__WHAT TO PRODUCE__:
The Gd2MoO6 abstract below names specific analytical and computational methods. List each one.

Solvent and surfactant modulated diversification of Gd2MoO6 nanostructure for optimizing photodegradation of amphetamine under visible light and photoelectrochemical study

Abstract

The effectiveness of nanomaterials has opened up new horizon towards their application as heterogeneous photocatalysts. A novel nanocatalyst Gd2MoO6 is developed by employing different solvents and capping agent to observe its catalytic activity towards pharmaceutical waste degradation under visible light irradiation. Two organic solvents, dimethyl formamide (DMF) and ethylene glycol (EG) were used in four different synthesis routes to demonstrate the morphological diversification and nucleation mechanism of the said nanocatalyst. The effect of surfactant assisted synthesis on morphology, texture and opto-electronic properties of as-prepared nanocatalyst was studied. Rigorous characterization techniques were carried out to establish the robust charge transfer mechanism as well as degradation kinetics. The addition of CTAB helped to evolve ultrathin nanoflakes like morphology while using DMF, whereas broken agglomerated diffused morphology was found in EG-based route. The role of oxygen vacancy based surface defect towards trapping of more charge carriers are also established in this work. The optical characteristics were identified by UV–VIS spectrum of as-prepared samples which revealed the more optimized band gap of samples towards visible light. The computational study via Density Functional Theory calculation verified its optoelectronic properties with the experimentally obtained one. Along with high crystallinity and better electrochemical property, Gd2MoO6 nanoflakes were able to show outstanding photodegradation ability by degrading amphetamine, a complex hazardous drug to more than 97%. The possible degradation pathway was also defined by the LC-MS/MS analysis. The developed catalysts also showed excellent results in photoelectrochemical water splitting generating a current density of 5.87 mA/cm2.

__EXERCISE DATA__:
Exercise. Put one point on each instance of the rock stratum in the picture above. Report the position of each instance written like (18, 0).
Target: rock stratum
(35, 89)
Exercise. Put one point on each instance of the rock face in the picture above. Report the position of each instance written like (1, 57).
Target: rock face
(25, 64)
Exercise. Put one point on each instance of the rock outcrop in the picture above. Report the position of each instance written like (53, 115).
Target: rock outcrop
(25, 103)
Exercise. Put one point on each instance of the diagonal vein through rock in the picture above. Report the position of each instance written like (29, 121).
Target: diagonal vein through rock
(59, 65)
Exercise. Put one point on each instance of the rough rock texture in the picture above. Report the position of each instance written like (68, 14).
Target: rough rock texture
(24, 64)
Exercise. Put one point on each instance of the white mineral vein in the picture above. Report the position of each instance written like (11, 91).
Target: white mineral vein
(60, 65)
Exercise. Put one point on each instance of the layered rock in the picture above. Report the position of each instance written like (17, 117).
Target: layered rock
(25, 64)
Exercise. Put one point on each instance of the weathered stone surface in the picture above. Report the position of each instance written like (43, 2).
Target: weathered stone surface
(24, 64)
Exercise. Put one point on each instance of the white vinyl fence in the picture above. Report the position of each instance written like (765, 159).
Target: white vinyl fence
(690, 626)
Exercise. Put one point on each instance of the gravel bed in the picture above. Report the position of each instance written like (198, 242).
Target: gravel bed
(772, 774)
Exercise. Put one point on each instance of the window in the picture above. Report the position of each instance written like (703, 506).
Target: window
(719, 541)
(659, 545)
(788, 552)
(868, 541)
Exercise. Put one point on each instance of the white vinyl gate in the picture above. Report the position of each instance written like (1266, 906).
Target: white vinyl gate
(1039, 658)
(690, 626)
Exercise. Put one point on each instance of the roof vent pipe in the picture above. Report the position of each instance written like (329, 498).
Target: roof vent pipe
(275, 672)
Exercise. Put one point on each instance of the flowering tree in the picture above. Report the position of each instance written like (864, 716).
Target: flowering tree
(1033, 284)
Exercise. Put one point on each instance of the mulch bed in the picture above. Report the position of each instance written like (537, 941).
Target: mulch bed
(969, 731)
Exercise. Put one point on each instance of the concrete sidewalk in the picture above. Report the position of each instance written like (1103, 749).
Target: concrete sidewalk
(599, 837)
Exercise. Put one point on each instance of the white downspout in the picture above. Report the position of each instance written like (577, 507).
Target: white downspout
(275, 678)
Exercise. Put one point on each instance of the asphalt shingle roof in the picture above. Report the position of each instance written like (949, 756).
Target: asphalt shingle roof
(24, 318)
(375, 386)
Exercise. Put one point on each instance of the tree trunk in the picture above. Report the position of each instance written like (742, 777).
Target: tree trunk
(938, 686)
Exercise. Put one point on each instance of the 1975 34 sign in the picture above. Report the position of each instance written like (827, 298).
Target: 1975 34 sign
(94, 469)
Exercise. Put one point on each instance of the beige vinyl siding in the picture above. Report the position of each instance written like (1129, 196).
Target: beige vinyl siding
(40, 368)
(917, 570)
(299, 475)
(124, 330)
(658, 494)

__RESPONSE TO THE EXERCISE__:
- UV–VIS spectrum
- Density Functional Theory calculation
- LC-MS/MS analysis